What is expected:
Please recast the material, starting at its first line and ending at the line containing "188], [458, 188]]", as a JSON list of strings with one string per line and blank lines omitted.

[Labeled contour entries]
______________________________

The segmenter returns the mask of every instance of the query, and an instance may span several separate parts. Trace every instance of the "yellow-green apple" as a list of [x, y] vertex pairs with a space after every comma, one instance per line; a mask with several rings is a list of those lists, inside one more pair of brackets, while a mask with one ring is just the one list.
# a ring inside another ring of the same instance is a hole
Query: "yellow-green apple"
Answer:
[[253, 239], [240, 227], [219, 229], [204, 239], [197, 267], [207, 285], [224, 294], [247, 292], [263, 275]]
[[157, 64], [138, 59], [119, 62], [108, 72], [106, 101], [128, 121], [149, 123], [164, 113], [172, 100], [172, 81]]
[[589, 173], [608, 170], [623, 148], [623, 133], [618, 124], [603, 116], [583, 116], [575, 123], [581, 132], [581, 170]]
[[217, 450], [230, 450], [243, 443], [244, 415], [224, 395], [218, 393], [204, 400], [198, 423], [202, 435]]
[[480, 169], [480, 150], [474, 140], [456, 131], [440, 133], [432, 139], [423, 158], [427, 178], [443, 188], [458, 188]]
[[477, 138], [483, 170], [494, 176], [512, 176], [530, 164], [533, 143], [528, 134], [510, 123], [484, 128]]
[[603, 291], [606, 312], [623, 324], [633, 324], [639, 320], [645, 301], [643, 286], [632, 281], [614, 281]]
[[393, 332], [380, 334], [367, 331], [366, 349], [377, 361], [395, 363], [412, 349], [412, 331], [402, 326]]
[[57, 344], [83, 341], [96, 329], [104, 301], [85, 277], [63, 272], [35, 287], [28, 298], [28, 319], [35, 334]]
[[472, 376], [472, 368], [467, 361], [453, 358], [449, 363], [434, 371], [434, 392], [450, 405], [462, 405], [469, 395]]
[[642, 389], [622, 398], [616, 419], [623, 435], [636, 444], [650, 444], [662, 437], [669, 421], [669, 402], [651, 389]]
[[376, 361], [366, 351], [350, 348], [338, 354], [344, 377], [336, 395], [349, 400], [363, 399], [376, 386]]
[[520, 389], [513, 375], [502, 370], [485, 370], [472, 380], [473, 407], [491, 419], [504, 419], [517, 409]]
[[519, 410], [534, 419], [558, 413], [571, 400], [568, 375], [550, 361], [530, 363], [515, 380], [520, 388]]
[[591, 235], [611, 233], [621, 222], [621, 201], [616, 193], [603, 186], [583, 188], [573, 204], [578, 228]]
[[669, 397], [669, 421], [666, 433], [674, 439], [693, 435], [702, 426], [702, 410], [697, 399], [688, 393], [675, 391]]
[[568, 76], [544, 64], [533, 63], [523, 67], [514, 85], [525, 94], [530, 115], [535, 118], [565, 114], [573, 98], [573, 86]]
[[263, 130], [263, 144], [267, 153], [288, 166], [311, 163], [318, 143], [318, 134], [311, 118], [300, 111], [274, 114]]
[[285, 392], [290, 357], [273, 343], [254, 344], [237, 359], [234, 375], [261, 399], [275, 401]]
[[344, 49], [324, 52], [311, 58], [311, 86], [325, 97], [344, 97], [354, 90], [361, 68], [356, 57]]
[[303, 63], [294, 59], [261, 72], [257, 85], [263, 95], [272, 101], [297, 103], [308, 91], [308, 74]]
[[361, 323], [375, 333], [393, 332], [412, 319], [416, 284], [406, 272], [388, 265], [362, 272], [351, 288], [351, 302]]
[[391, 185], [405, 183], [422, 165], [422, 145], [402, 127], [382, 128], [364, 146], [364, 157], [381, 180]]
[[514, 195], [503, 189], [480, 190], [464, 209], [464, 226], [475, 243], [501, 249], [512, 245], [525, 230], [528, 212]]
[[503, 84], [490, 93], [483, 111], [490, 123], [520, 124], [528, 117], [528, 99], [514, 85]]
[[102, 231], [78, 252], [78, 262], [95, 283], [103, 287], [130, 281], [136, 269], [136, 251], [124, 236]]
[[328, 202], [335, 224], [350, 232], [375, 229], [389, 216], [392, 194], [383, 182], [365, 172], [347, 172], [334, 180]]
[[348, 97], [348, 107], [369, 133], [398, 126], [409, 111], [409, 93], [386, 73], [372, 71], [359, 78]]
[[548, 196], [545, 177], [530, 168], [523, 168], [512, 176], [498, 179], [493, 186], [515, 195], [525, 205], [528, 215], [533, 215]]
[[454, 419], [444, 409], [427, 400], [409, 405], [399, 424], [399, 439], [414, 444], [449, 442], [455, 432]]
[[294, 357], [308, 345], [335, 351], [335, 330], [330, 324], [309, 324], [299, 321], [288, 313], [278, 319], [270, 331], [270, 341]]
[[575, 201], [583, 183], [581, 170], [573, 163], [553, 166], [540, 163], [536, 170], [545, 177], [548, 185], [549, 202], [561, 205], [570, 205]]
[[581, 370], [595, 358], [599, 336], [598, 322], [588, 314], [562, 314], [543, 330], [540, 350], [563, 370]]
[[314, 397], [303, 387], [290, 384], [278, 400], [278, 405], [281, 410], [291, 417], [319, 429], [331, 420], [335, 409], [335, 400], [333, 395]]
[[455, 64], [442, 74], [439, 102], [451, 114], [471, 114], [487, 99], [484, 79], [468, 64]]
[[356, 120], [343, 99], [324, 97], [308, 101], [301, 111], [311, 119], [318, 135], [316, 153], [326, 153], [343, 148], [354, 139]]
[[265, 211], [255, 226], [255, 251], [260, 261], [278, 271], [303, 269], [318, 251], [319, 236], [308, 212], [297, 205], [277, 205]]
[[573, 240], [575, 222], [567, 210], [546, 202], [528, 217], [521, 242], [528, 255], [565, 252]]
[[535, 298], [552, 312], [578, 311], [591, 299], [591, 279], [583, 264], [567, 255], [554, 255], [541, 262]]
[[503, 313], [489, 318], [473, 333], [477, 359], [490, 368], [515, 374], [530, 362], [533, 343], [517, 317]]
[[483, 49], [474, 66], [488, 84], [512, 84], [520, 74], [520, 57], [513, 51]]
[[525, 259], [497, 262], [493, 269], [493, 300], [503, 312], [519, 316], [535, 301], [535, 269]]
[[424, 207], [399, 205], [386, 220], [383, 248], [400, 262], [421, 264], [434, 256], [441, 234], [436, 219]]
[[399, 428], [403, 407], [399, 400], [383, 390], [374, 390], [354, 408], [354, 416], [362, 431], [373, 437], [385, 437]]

______________________________

Expected answer:
[
  "The segmenter returns the mask of every instance of the query, and an instance may span several separate parts. Trace every instance of the \"yellow-green apple\" as a list of [x, y] vertex pairs with a space after every comma, one instance per line; a mask with several rings is a list of those lists, inside one more pair of brackets, while a mask with one ring is just the one list.",
  "# a ring inside another ring of the same instance is a hole",
  "Query: \"yellow-green apple\"",
  "Answer:",
  "[[253, 239], [240, 227], [219, 229], [204, 239], [197, 267], [207, 285], [224, 294], [247, 292], [263, 275]]",
  "[[157, 64], [138, 59], [119, 62], [108, 72], [106, 101], [128, 121], [149, 123], [164, 113], [172, 100], [172, 81]]",
  "[[589, 173], [608, 170], [623, 148], [623, 133], [618, 124], [603, 116], [583, 116], [575, 123], [581, 132], [581, 170]]",
  "[[217, 450], [230, 450], [243, 443], [244, 415], [224, 395], [218, 393], [204, 400], [198, 423], [202, 435]]",
  "[[480, 169], [480, 150], [474, 140], [456, 131], [440, 133], [432, 139], [423, 158], [427, 178], [443, 188], [458, 188]]"
]